TEXT EXCERPT
Will X99 be compatible with ddr3?

[ewancoder]

Well, there's Haswell-e coming. And I wanna one so badly... But it seems like ddr3 beats out ddr4, cause it quad-channel + 2400 Mhz, plus it have lower timings. So I wonder if any manufacturers (hypotetically) will manufacture motherboards for Haswell-e CPUs with X99 chipset AND ddr3 ram slots?

 

[Pinhedd]

bwah? DDR4 is superior to DDR3 across the board.

You should really do some more research before you start spouting off such nonsense.

 

[Sakkura]

DDR4 has a point-to-point topology, so it's beyond the limitations of dual channel, quad channel etc.
As for timings, bear in mind that DDR4 will have higher clocks which means the actual latency is lowered, if anything.

 

[ewancoder]

bwah? DDR4 is superior to DDR3 across the board.

You should really do some more research before you start spouting off such nonsense.

Not at all directions.

DATA ENTRIES
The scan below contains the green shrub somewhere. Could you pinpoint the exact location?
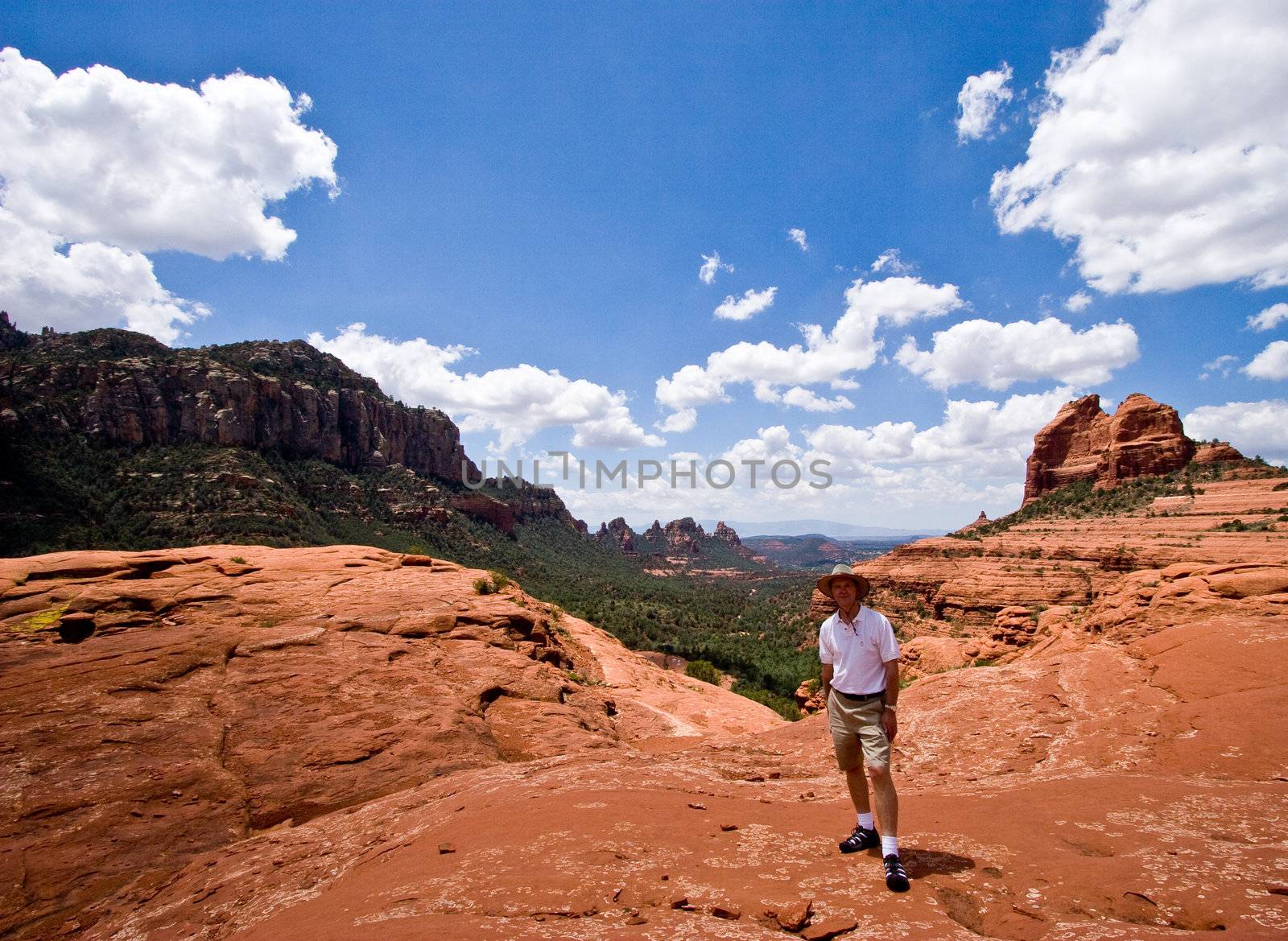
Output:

...

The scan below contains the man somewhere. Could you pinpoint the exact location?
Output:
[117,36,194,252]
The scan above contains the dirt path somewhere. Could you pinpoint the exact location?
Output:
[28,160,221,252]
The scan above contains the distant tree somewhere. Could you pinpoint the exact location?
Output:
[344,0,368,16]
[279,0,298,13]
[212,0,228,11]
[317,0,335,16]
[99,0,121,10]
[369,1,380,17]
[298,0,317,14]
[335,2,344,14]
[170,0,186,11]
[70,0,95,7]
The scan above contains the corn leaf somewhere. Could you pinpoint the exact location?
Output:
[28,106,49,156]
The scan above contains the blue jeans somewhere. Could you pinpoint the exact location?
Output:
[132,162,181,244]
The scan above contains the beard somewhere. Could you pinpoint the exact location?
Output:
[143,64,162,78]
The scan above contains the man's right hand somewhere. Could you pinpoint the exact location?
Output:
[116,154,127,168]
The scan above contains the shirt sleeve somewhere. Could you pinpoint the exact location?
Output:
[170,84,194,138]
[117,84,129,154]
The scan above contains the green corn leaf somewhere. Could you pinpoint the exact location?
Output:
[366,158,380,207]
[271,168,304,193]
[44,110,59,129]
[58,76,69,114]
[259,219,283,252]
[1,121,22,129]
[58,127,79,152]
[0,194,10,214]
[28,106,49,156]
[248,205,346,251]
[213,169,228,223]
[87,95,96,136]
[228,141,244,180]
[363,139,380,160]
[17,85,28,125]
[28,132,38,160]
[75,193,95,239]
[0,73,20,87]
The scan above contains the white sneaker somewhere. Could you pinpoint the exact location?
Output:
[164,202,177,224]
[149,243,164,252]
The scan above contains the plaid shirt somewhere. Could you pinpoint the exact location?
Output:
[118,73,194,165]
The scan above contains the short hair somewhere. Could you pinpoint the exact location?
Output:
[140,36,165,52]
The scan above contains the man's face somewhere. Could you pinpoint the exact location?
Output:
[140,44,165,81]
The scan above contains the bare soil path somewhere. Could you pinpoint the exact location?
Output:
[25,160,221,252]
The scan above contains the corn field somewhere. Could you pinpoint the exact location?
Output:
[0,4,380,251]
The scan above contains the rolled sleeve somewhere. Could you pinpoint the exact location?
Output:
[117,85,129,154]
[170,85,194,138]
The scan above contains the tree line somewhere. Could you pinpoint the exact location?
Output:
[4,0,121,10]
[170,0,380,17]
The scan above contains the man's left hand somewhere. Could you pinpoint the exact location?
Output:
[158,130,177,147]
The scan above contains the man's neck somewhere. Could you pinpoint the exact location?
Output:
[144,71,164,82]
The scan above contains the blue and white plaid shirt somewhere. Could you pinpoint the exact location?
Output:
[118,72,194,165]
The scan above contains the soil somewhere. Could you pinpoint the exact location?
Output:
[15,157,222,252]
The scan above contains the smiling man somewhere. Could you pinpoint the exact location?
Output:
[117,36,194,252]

---

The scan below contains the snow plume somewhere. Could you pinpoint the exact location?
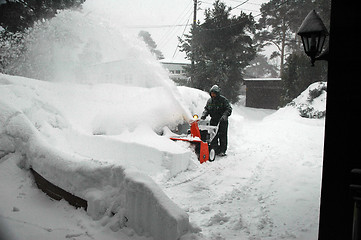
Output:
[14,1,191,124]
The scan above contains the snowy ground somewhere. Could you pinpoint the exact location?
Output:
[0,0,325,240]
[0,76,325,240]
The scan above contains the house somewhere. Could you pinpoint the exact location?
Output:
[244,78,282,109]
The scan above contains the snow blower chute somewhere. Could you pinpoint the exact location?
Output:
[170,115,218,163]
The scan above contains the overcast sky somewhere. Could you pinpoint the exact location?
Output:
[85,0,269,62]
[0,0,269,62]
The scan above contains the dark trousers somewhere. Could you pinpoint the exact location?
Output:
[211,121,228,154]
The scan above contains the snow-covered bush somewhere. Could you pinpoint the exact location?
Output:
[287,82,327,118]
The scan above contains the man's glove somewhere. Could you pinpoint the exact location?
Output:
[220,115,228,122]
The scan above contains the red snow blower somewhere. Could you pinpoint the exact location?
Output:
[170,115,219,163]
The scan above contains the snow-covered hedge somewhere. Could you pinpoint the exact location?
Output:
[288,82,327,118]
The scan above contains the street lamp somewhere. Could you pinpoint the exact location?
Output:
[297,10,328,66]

EXERCISE TASK
Could you continue the forum thread about whether X99 boards will support DDR3 memory, picking up after its last sentence?

ANSWER FOR THIS EXERCISE
DDR4 has a point-to-point topology, so it's beyond the limitations of dual channel, quad channel etc.
As for timings, bear in mind that DDR4 will have higher clocks which means the actual latency is lowered, if anything.

Well, i knew it. My point is that now ddr3 is capable of 2400-2600 Mhz on highest clocks, where ddr4 is still 2133 on lower clocks. It's just a matter of time when ddr4 becom 3+ GHz, but it's a matter of TIME. So it could be long time to wait, where ddr3 is NOW capable of 2400 plus lower timings.

 

[Pinhedd]

bwah? DDR4 is superior to DDR3 across the board.

You should really do some more research before you start spouting off such nonsense.

Not at all directions.

DDR4 has a point-to-point topology, so it's beyond the limitations of dual channel, quad channel etc.
As for timings, bear in mind that DDR4 will have higher clocks which means the actual latency is lowered, if anything.

Well, i knew it. My point is that now ddr3 is capable of 2400-2600 Mhz on highest clocks, where ddr4 is still 2133 on lower clocks. It's just a matter of time when ddr4 becom 3+ GHz, but it's a matter of TIME. So it could be long time to wait, where ddr3 is NOW capable of 2400 plus lower timings.

*facepalm*

You seem to know just enough about DRAM to not realize that you do not know enough about it to make accurate statements.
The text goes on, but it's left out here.